Given exercise. List every line in the items that contains the word "panel".

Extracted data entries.
----

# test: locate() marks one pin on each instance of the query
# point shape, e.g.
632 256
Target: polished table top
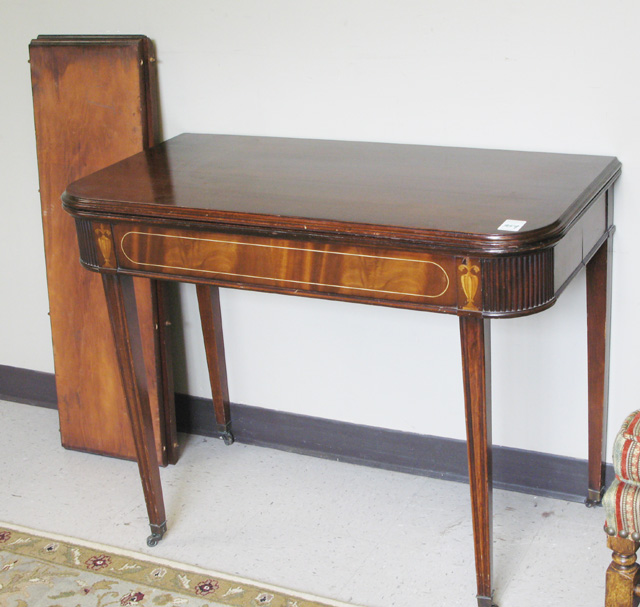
477 233
453 197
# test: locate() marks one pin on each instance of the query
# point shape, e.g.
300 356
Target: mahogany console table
476 233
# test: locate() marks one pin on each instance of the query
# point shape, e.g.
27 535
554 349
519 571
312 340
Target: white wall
533 75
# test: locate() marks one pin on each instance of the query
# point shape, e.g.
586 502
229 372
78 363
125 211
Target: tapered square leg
211 320
598 332
121 302
475 337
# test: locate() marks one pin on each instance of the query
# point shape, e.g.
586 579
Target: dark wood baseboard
513 469
28 386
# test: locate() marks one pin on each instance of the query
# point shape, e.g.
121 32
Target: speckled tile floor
364 536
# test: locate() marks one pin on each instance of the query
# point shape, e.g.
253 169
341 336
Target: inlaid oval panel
289 265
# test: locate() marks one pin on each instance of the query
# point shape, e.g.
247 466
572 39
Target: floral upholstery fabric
622 499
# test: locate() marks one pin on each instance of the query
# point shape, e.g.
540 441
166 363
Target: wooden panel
277 263
93 106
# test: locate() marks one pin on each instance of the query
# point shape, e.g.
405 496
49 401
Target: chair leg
623 573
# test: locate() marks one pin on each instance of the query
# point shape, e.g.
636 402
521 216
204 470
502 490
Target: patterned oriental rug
42 570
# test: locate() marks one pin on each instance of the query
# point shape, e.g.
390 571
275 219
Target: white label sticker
511 225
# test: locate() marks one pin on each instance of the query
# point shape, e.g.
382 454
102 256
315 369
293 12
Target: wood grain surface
93 107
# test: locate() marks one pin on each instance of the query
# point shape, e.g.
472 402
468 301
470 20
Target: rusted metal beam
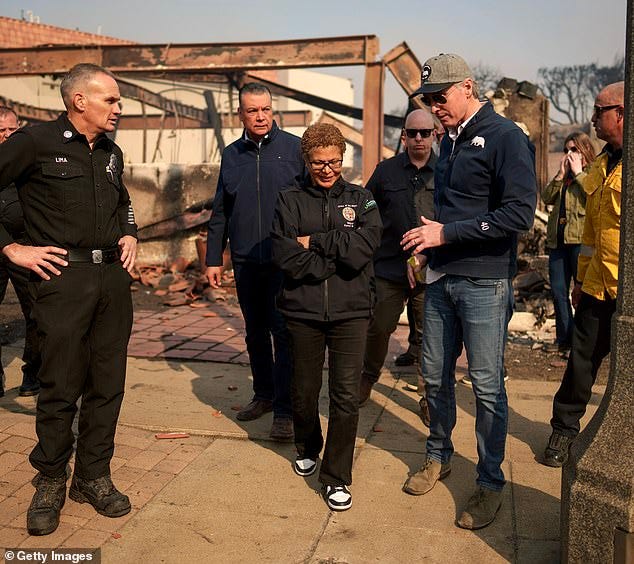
145 96
323 103
372 118
284 119
405 68
352 134
194 57
29 113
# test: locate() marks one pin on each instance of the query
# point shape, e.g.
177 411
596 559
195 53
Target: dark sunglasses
598 110
424 133
429 99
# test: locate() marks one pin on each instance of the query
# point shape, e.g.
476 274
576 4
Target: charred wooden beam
194 57
352 134
372 118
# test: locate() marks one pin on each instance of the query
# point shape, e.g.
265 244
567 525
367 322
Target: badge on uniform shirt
111 167
348 213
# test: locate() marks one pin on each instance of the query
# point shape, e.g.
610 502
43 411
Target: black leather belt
96 256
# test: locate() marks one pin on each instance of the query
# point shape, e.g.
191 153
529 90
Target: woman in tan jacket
567 197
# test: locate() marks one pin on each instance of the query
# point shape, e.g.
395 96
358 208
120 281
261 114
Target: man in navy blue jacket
485 194
252 172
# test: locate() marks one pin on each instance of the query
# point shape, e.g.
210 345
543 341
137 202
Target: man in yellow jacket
594 294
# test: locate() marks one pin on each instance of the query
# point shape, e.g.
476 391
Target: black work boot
101 494
42 518
556 453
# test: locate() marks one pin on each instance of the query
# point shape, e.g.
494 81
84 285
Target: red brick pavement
142 466
214 333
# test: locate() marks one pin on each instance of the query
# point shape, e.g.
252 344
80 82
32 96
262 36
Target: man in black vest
81 248
403 188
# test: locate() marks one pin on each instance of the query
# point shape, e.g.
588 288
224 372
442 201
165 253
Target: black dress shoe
42 518
255 410
101 494
556 453
406 359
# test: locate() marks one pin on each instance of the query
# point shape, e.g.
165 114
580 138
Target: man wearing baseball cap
485 194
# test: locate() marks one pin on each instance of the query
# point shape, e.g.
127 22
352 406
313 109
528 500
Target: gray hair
79 74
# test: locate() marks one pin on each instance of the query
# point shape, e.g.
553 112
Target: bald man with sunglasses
403 187
485 194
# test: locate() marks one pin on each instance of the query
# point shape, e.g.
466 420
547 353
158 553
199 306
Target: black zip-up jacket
485 194
251 177
334 278
72 196
403 193
11 216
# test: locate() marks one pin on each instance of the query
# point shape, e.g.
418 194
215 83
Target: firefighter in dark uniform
12 220
82 247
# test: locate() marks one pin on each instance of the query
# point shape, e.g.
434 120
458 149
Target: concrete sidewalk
228 494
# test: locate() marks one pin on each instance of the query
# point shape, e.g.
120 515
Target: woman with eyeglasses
565 227
325 233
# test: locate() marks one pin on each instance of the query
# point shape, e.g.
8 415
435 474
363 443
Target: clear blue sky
516 36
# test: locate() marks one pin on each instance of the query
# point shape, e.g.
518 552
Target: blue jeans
476 312
562 267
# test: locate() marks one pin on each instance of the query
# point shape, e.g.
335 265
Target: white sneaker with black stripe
338 498
304 466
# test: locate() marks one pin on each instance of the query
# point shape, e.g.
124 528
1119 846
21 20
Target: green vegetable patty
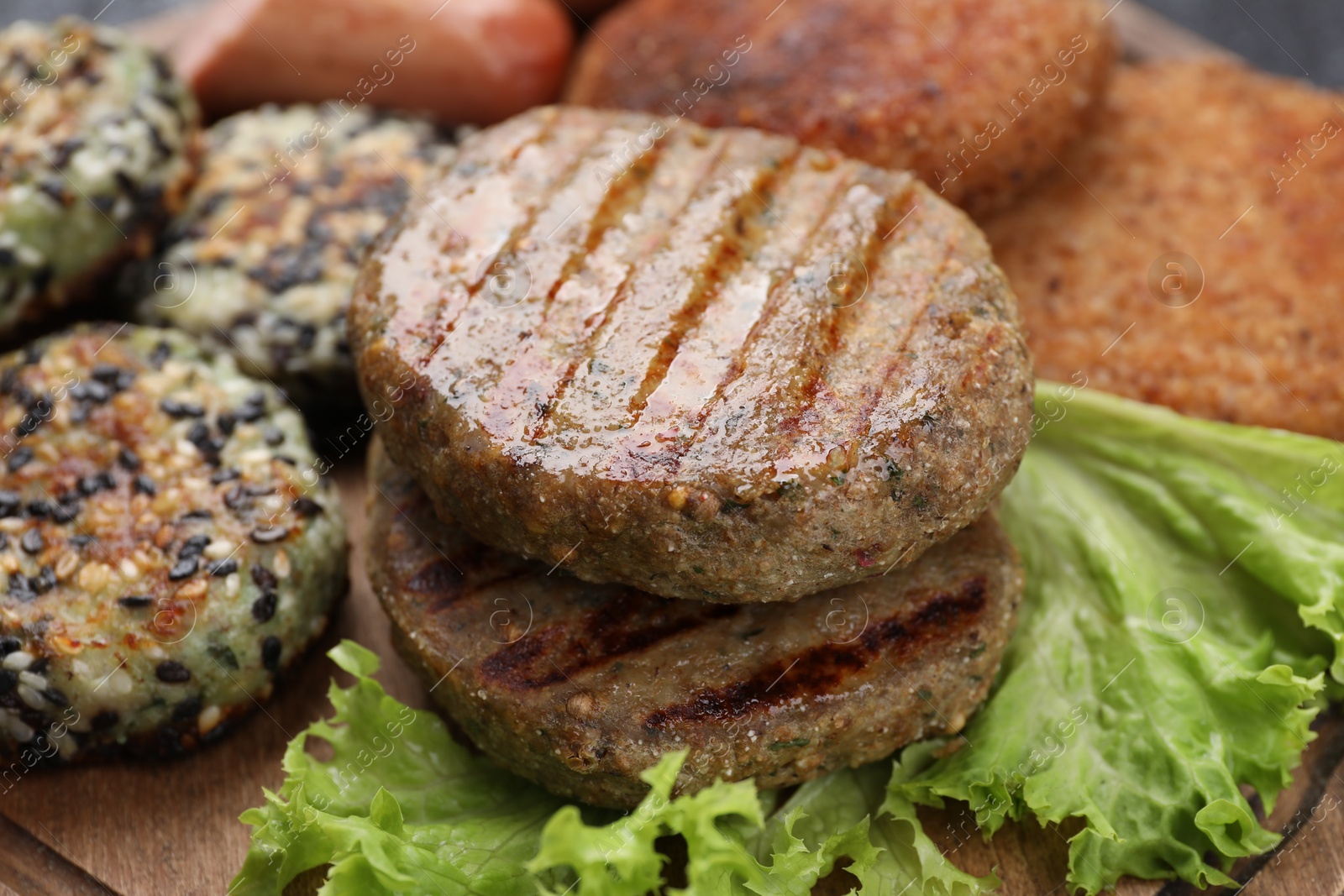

----

Task output.
Target: inlaid oval panel
Target: wooden panel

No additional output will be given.